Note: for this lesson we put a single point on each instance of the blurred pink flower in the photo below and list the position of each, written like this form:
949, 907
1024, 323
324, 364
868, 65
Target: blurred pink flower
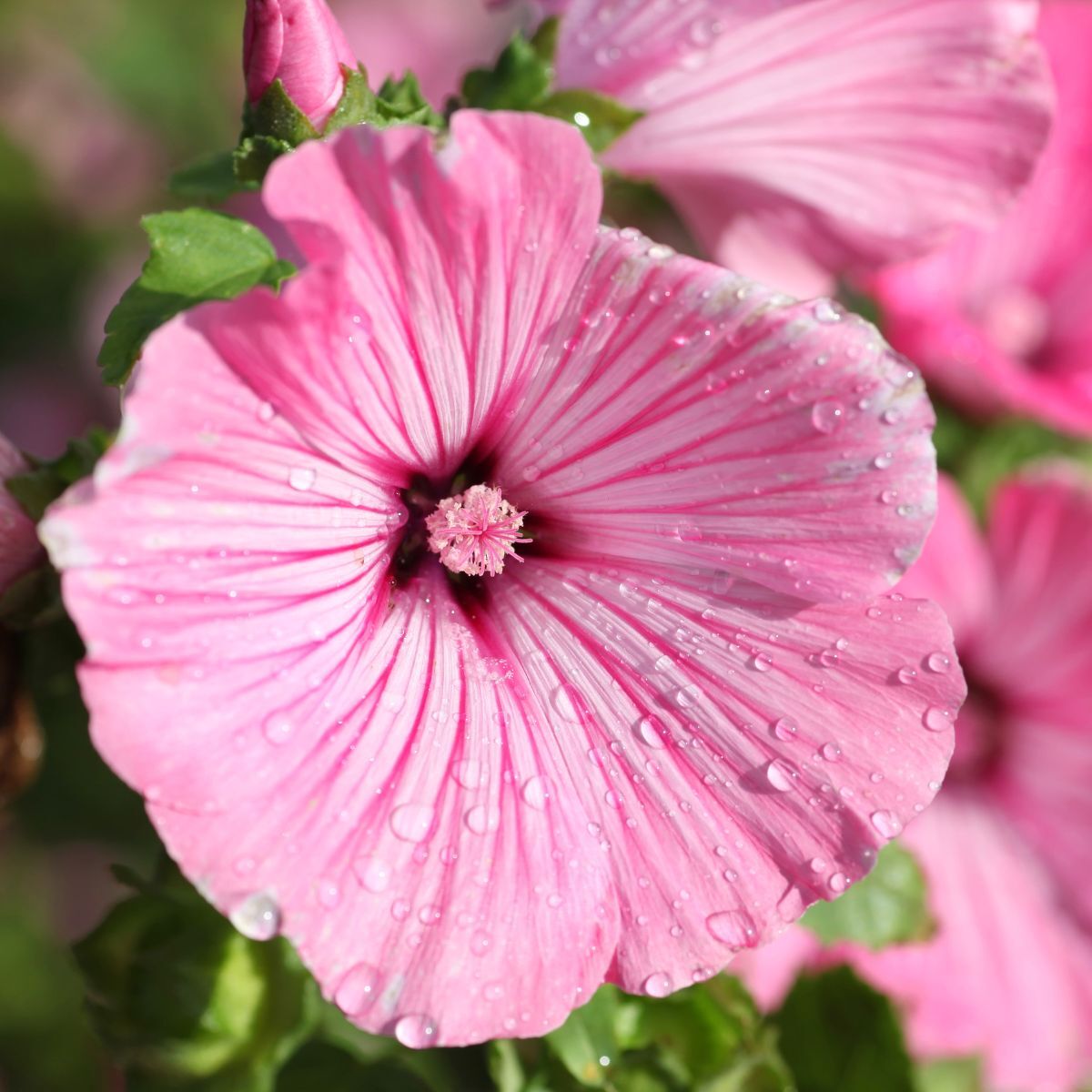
1003, 320
299, 43
440, 39
470, 800
1007, 846
19, 541
804, 137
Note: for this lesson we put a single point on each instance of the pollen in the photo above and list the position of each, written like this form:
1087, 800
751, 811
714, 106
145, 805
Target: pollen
475, 532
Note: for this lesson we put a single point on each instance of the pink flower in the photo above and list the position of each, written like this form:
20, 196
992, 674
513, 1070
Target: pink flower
19, 541
1007, 847
803, 137
1003, 320
470, 800
299, 43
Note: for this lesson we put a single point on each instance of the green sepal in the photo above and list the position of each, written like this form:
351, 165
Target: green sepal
601, 119
183, 1000
887, 906
841, 1036
47, 479
197, 255
211, 178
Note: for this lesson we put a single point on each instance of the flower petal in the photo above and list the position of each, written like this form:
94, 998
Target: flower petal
819, 135
447, 290
746, 753
693, 419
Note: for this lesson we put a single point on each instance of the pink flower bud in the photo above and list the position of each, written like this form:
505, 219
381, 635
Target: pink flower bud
299, 43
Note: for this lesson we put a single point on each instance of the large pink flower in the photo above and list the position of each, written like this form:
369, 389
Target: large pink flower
470, 800
1007, 847
1003, 320
19, 543
801, 137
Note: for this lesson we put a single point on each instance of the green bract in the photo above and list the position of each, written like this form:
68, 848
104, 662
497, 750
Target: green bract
197, 255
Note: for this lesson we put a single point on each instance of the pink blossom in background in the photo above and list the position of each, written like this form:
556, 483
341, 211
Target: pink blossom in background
805, 137
299, 43
19, 543
1007, 847
470, 800
1002, 321
440, 41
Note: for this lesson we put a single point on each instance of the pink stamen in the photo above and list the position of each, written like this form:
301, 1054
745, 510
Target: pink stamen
475, 531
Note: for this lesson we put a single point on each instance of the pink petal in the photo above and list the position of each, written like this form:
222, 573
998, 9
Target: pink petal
1007, 976
819, 135
1040, 656
446, 272
955, 568
1000, 321
420, 846
742, 753
693, 419
19, 543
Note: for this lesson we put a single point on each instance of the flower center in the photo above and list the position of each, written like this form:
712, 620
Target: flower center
474, 532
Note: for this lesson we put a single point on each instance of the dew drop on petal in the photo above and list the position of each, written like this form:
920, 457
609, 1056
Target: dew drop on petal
374, 874
885, 823
828, 415
258, 916
658, 986
412, 822
416, 1031
301, 478
358, 989
938, 719
779, 775
937, 662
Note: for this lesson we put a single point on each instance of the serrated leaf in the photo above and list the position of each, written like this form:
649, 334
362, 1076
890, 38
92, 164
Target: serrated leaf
888, 906
211, 178
601, 119
840, 1036
197, 256
520, 79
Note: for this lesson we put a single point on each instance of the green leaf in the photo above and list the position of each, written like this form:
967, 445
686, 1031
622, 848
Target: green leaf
211, 178
183, 999
840, 1036
520, 79
197, 255
950, 1075
601, 119
888, 906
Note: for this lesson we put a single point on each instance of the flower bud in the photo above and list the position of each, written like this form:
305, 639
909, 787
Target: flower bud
299, 43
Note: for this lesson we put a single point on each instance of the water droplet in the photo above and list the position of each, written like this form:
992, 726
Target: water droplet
538, 792
412, 822
885, 823
784, 729
258, 916
780, 775
374, 874
937, 663
733, 927
483, 819
658, 986
301, 478
828, 415
938, 719
416, 1031
358, 989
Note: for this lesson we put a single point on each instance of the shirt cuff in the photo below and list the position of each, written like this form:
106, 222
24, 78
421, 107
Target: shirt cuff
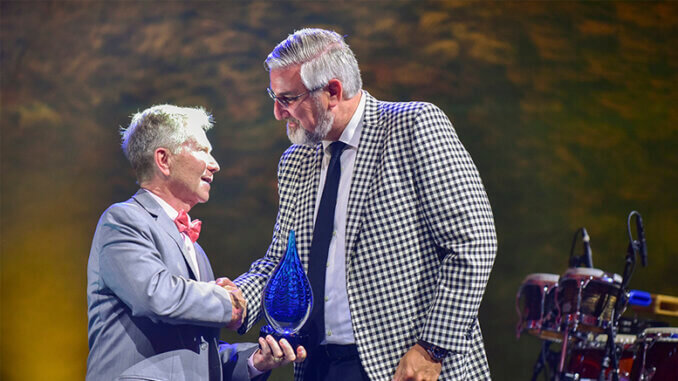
254, 372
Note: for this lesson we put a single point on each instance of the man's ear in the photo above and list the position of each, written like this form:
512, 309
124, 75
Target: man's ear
163, 159
336, 90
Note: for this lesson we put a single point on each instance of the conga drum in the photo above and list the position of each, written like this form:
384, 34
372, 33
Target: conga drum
586, 297
656, 355
587, 356
535, 304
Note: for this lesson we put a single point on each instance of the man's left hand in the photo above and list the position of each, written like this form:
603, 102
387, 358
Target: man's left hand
272, 354
238, 303
417, 365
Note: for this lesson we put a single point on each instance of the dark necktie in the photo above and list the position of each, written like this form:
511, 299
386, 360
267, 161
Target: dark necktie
322, 235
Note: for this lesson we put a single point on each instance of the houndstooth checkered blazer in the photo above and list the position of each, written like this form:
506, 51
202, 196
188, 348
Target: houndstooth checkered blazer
420, 239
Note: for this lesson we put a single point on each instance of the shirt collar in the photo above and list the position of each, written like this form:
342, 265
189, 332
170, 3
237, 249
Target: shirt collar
351, 134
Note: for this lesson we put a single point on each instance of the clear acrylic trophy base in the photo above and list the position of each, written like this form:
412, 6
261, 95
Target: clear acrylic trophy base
295, 339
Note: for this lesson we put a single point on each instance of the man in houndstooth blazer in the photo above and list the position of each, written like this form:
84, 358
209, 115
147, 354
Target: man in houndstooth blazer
417, 234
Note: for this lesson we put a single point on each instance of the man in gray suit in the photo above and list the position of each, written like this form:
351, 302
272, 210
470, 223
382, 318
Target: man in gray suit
154, 307
391, 218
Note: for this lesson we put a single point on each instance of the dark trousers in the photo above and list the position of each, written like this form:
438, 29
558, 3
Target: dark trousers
333, 362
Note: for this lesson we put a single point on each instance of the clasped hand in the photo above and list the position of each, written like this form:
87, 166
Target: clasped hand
238, 303
272, 354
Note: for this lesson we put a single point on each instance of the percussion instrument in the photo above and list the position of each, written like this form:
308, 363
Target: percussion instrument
586, 297
656, 355
587, 357
535, 304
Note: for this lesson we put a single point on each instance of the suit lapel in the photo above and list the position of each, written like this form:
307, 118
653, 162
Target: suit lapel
166, 224
306, 202
206, 273
367, 159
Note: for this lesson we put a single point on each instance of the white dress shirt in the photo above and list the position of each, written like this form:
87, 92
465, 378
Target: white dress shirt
338, 328
188, 244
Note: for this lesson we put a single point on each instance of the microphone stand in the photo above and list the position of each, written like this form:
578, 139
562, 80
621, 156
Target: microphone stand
612, 353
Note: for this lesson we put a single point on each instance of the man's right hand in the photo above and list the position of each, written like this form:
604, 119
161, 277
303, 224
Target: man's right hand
238, 303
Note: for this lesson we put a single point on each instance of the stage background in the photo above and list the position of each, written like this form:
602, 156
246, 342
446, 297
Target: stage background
568, 109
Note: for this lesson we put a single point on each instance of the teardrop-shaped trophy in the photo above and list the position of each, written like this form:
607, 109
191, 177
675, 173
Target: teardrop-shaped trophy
287, 299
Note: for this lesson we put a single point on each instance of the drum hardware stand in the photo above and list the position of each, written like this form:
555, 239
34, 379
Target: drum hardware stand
547, 359
612, 353
586, 259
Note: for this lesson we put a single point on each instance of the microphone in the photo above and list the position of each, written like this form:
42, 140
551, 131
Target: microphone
641, 240
588, 255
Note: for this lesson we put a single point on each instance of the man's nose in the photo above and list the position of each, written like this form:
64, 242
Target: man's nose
279, 111
212, 165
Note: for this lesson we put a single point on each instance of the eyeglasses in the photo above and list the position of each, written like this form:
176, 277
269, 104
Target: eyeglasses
286, 101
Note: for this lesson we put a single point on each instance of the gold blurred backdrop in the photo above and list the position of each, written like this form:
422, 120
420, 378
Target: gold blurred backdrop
568, 109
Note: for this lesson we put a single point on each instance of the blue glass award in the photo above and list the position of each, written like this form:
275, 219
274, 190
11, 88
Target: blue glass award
287, 299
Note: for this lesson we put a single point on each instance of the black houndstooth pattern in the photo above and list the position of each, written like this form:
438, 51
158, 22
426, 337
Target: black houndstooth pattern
420, 239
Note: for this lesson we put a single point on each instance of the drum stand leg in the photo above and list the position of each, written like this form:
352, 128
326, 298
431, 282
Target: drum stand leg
611, 359
563, 354
545, 358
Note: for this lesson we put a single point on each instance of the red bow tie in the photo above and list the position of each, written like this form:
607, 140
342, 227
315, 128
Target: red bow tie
192, 228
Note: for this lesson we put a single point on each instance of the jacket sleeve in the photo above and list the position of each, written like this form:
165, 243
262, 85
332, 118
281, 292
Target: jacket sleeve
457, 213
133, 268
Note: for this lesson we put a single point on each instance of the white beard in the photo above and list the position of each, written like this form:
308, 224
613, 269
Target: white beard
300, 135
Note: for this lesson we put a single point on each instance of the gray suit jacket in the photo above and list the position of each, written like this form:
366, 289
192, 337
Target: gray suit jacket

§

## How to complete this task
The expected answer is a copy of each line above containing "below".

## Solution to this task
Note: for this lesson we put a single point on each instance of the blurred pink flower in the photo below and list the position of each, written like this form:
Note: for this lesson we put a single point on each instance of the shirt cuff in the photo below and list the position of each, written like this form:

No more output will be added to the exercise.